• _EXERCISE OBJECTIVE_:
Could you output, without any changes, the lines of the entries below starting with the line that contains "Objective — for every instance of the wall-mounted" and going on through the last line of the entries?

(Entries for image point annotation)
========================

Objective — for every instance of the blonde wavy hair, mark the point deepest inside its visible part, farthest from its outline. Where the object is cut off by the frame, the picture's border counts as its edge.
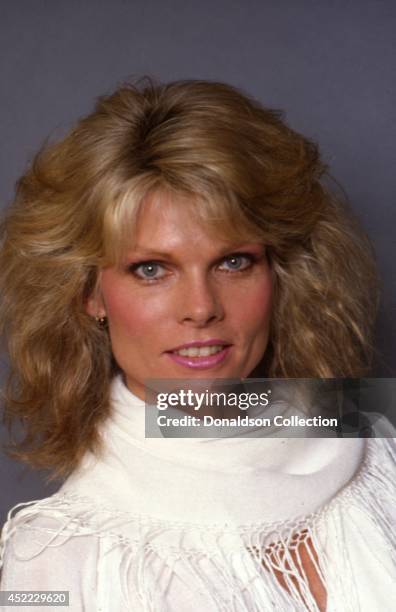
(75, 209)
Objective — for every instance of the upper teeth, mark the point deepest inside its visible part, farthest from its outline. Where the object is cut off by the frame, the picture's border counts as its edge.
(200, 351)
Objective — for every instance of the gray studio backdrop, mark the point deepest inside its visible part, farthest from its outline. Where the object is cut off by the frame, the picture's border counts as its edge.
(329, 63)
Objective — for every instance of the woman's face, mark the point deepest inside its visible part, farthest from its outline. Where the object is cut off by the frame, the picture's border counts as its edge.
(183, 304)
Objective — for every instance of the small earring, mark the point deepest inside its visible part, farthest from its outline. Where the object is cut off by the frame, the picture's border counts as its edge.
(101, 321)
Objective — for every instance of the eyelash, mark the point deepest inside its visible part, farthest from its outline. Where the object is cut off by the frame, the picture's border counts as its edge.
(132, 268)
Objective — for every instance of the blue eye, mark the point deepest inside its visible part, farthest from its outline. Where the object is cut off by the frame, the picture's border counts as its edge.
(147, 270)
(237, 262)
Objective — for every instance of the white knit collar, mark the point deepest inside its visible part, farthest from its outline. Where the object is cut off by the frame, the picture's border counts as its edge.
(293, 456)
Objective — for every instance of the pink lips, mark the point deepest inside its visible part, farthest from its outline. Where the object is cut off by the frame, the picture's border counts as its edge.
(204, 362)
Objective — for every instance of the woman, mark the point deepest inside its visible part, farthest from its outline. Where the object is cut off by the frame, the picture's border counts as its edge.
(183, 231)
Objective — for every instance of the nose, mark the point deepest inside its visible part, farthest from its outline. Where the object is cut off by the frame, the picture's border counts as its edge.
(200, 302)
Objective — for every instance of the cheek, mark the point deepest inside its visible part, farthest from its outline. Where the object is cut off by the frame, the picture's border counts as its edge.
(129, 311)
(254, 310)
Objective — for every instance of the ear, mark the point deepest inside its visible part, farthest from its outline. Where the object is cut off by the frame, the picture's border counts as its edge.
(94, 305)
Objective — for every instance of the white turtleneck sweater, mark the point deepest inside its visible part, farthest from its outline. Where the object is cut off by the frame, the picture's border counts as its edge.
(194, 525)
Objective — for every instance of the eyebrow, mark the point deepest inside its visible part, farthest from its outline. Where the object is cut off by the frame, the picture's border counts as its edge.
(141, 251)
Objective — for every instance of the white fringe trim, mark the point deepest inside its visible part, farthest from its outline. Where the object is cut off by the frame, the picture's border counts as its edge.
(237, 568)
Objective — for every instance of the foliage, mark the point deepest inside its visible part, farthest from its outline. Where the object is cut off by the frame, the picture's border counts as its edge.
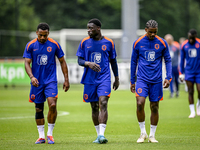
(76, 130)
(15, 15)
(175, 17)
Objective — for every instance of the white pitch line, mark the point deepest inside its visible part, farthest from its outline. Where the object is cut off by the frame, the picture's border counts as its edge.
(63, 113)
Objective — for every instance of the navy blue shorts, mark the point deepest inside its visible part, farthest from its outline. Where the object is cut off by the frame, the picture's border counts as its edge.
(153, 90)
(92, 92)
(193, 77)
(40, 93)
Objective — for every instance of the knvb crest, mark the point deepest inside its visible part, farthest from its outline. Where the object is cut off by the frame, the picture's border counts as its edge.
(49, 49)
(96, 57)
(150, 55)
(104, 47)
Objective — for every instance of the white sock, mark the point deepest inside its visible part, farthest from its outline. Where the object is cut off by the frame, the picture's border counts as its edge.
(41, 131)
(192, 108)
(102, 128)
(198, 102)
(50, 129)
(97, 129)
(152, 130)
(142, 127)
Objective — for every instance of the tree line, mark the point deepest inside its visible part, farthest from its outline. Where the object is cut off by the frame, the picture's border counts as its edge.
(174, 17)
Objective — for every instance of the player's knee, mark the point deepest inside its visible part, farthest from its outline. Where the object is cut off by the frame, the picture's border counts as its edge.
(95, 108)
(191, 91)
(154, 108)
(140, 106)
(52, 107)
(39, 111)
(103, 103)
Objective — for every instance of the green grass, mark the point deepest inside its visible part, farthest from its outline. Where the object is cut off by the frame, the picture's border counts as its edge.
(76, 131)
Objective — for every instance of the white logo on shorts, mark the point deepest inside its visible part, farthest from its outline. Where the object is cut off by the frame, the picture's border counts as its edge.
(96, 57)
(192, 52)
(42, 59)
(150, 55)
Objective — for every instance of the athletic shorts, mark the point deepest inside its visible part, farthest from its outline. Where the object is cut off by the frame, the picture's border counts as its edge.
(193, 77)
(153, 90)
(92, 92)
(40, 93)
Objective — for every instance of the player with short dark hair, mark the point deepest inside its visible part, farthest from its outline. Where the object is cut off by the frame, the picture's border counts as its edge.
(190, 52)
(40, 64)
(147, 54)
(95, 53)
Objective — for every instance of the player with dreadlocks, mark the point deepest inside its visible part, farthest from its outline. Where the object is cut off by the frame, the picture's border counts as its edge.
(148, 51)
(95, 53)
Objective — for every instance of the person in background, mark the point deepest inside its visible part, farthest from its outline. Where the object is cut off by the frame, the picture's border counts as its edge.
(181, 40)
(190, 52)
(174, 53)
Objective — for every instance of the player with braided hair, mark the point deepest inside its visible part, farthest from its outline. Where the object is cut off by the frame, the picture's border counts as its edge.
(147, 54)
(95, 53)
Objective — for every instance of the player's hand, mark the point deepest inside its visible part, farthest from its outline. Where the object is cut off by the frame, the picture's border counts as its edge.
(132, 88)
(116, 83)
(34, 82)
(182, 77)
(166, 83)
(66, 85)
(94, 66)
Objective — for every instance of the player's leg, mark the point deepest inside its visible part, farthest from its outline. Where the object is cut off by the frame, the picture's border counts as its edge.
(176, 79)
(37, 96)
(51, 92)
(103, 92)
(39, 118)
(141, 94)
(190, 86)
(198, 100)
(103, 117)
(155, 95)
(154, 120)
(95, 117)
(172, 86)
(90, 95)
(51, 117)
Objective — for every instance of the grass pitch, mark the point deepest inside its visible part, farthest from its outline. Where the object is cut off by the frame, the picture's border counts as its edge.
(75, 131)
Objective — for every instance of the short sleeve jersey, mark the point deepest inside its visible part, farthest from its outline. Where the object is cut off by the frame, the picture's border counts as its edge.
(43, 59)
(174, 53)
(148, 54)
(99, 52)
(191, 54)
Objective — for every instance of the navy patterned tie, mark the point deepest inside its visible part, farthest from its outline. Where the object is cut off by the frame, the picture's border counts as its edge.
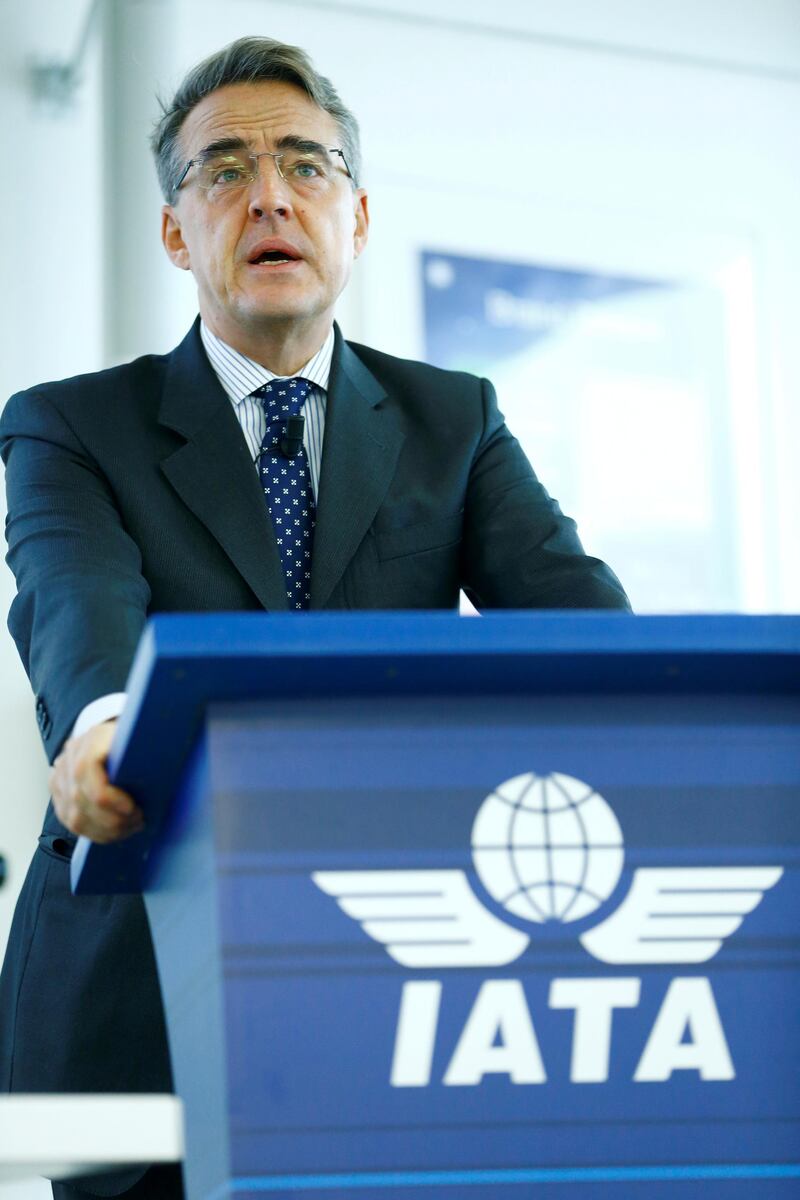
(287, 486)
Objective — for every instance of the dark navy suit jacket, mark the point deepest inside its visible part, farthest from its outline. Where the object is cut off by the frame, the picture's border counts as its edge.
(132, 491)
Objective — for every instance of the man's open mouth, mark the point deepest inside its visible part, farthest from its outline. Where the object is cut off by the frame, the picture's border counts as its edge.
(272, 256)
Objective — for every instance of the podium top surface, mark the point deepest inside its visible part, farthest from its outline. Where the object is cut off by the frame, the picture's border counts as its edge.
(186, 664)
(67, 1135)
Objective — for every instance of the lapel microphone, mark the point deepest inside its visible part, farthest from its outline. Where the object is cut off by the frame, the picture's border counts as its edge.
(292, 444)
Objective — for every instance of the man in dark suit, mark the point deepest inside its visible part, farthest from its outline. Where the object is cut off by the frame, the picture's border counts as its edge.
(167, 484)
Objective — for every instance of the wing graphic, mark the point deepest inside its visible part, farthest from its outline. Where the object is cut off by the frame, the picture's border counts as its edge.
(423, 918)
(679, 913)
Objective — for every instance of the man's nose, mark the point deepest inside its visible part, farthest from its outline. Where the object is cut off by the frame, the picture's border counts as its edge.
(269, 192)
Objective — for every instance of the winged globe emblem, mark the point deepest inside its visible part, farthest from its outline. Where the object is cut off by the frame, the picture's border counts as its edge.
(548, 849)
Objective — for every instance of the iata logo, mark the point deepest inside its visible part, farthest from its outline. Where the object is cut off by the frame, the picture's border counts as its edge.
(551, 850)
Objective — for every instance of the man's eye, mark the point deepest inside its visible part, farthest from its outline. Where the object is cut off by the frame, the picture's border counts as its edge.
(227, 174)
(306, 168)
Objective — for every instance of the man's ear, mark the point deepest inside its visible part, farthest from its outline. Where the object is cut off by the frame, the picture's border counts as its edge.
(172, 237)
(361, 228)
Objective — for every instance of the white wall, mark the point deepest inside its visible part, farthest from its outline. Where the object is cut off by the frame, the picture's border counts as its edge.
(679, 117)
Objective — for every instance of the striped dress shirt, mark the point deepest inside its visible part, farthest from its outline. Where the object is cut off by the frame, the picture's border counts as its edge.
(240, 377)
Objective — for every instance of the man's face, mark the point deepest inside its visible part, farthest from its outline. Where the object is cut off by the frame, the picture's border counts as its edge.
(217, 235)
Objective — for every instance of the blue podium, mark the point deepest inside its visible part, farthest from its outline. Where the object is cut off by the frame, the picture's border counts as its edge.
(473, 907)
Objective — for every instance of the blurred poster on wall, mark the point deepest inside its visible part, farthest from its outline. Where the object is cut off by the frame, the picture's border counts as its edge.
(617, 389)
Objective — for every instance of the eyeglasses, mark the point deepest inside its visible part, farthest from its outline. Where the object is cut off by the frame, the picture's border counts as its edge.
(307, 171)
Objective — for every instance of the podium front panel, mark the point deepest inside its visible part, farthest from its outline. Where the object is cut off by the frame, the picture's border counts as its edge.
(489, 943)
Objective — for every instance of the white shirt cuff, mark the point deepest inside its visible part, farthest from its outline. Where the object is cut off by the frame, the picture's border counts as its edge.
(106, 708)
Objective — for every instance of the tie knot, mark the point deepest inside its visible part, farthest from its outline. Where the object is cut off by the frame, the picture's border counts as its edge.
(282, 399)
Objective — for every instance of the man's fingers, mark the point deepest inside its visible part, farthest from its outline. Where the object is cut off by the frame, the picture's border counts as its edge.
(83, 798)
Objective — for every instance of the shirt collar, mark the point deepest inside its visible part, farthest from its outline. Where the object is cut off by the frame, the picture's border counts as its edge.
(241, 377)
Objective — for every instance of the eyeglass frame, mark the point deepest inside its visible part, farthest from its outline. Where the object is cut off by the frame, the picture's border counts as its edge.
(263, 154)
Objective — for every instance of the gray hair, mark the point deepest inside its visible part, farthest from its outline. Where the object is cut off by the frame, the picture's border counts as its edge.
(247, 60)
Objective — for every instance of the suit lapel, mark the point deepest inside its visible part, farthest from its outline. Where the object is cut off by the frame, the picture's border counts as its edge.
(214, 473)
(361, 445)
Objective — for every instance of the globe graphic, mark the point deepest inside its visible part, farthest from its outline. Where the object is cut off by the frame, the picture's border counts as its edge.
(547, 847)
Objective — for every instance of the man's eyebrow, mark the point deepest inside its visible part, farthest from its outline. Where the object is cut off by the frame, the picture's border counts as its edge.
(222, 145)
(293, 142)
(288, 142)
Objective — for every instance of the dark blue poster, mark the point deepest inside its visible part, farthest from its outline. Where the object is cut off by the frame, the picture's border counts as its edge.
(618, 390)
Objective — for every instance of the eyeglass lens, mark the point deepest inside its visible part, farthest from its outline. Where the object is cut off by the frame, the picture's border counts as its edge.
(301, 168)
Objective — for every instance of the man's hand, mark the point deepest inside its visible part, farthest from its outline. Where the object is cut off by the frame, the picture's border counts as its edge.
(83, 798)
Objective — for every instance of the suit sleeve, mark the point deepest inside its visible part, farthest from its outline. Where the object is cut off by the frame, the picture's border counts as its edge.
(519, 550)
(80, 600)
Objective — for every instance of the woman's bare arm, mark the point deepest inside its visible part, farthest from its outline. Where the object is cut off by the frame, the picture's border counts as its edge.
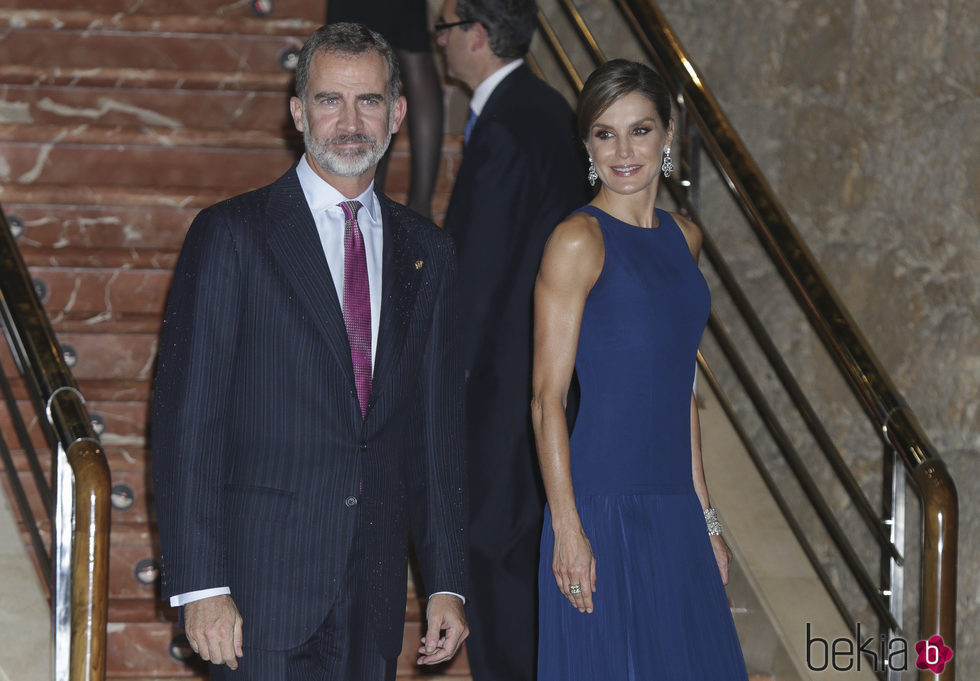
(570, 266)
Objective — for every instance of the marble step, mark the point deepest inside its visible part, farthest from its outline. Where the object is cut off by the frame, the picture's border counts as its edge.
(177, 108)
(99, 258)
(281, 9)
(219, 163)
(128, 164)
(23, 72)
(85, 40)
(91, 22)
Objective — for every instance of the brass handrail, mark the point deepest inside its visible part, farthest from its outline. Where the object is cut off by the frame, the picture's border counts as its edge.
(57, 401)
(866, 377)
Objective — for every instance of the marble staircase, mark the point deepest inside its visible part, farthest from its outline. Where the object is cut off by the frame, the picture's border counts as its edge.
(117, 124)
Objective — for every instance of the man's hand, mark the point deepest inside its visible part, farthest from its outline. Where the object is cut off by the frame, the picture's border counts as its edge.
(214, 630)
(446, 629)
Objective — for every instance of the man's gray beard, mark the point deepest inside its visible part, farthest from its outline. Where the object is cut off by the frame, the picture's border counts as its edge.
(351, 164)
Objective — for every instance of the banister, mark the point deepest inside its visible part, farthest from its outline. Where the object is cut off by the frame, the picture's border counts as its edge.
(55, 395)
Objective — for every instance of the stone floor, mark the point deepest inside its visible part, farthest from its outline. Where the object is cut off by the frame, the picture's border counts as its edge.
(24, 615)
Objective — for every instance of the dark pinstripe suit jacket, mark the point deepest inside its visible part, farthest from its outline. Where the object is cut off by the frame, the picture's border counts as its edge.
(259, 448)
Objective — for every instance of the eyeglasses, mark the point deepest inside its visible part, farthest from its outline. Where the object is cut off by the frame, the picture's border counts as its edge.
(442, 25)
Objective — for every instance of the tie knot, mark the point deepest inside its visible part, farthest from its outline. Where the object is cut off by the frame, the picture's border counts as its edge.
(350, 209)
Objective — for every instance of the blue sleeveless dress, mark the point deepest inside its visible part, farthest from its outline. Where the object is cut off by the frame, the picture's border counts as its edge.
(660, 608)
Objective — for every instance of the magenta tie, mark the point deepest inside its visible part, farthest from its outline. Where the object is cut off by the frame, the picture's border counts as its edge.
(357, 302)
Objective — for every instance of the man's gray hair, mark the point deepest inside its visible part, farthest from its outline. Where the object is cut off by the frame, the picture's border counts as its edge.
(346, 38)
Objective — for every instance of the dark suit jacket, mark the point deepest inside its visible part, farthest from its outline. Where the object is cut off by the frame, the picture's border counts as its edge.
(264, 471)
(523, 171)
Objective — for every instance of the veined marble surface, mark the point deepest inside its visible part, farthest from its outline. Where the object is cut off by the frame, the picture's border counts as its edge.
(25, 619)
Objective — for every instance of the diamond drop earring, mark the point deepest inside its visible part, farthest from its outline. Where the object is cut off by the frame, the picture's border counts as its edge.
(668, 165)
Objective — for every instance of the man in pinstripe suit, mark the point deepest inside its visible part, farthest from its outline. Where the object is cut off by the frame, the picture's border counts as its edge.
(308, 403)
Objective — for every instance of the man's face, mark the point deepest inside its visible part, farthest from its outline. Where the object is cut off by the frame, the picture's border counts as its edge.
(454, 42)
(346, 116)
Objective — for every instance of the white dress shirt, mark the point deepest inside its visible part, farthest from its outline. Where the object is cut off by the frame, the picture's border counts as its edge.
(324, 201)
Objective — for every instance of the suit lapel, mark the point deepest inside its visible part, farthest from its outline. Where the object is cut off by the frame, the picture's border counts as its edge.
(294, 242)
(400, 268)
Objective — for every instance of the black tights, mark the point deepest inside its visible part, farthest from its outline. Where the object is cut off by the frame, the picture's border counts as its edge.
(424, 93)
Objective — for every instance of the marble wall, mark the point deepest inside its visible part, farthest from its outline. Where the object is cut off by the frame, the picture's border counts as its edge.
(864, 117)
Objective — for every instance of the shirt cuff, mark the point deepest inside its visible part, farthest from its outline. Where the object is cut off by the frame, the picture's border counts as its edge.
(191, 596)
(451, 593)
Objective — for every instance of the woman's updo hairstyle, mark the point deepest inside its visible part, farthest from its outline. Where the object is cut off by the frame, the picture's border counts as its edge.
(614, 79)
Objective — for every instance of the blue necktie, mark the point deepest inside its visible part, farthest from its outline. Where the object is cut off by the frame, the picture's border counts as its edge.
(470, 122)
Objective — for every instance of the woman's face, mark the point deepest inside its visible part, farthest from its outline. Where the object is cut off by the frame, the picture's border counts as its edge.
(626, 144)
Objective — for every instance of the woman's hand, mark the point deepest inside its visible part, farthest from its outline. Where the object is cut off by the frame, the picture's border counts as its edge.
(723, 556)
(574, 566)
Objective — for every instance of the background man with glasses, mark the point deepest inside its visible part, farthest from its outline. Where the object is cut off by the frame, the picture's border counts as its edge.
(522, 172)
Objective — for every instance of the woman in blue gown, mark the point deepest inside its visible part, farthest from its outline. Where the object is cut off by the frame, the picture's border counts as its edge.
(620, 300)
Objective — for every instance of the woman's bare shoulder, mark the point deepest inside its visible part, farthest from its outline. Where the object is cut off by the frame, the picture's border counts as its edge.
(578, 233)
(691, 232)
(574, 248)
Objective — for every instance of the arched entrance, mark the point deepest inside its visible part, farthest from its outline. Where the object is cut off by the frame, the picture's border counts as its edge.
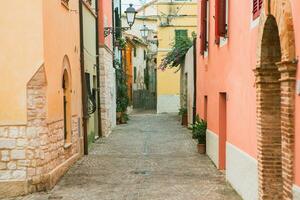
(275, 88)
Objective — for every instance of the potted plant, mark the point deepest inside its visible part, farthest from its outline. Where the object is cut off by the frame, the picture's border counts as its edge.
(184, 117)
(199, 133)
(122, 94)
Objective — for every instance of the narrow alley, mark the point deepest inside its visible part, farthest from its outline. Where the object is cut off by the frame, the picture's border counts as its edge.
(150, 158)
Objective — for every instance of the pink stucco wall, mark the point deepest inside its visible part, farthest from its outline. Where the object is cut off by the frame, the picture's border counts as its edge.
(229, 69)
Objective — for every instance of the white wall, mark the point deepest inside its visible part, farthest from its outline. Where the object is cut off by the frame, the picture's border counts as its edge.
(212, 146)
(168, 103)
(242, 172)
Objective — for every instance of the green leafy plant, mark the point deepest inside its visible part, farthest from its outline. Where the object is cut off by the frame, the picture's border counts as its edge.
(182, 111)
(199, 130)
(177, 55)
(121, 43)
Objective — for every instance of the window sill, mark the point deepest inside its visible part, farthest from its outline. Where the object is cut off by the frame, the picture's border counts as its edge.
(67, 145)
(65, 4)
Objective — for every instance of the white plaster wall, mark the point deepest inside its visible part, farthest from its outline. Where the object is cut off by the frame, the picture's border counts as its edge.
(108, 91)
(296, 190)
(242, 172)
(212, 146)
(168, 103)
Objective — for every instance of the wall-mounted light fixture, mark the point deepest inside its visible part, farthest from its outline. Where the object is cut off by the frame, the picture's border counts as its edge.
(130, 16)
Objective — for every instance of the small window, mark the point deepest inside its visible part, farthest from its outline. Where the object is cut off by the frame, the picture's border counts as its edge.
(204, 21)
(221, 19)
(65, 3)
(180, 34)
(134, 75)
(257, 7)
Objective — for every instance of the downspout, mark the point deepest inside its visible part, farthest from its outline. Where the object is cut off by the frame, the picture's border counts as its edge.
(83, 83)
(98, 71)
(195, 81)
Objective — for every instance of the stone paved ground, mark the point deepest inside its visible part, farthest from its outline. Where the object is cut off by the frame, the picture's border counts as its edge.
(151, 158)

========================

• _RESPONSE_:
Objective — for every instance of the wall-mounted light fixture, mark the point deepest inside its visible part, farthest from its outline. Where the object is cut off by the frame, the picture's border counts as its edge.
(130, 16)
Objective — for every instance of the small window, mark the point deepest inside its visible part, farthest from its outline. Where the object is cut off by the frame, the picture's border counts as its edge.
(204, 21)
(221, 19)
(65, 3)
(180, 34)
(134, 75)
(257, 7)
Objective — for every instance of the downspout, mark the point deepest inside its visible part, farthest from its outline. Where the object is cut off by the frame, the picture's border counts as its edge.
(83, 83)
(98, 71)
(195, 81)
Objective — for every instance of the stone paved ground, mark the point deepest inside its visible part, farthest from its outline. Where the object is cut off by the frame, the picture's border counts as its edge.
(151, 158)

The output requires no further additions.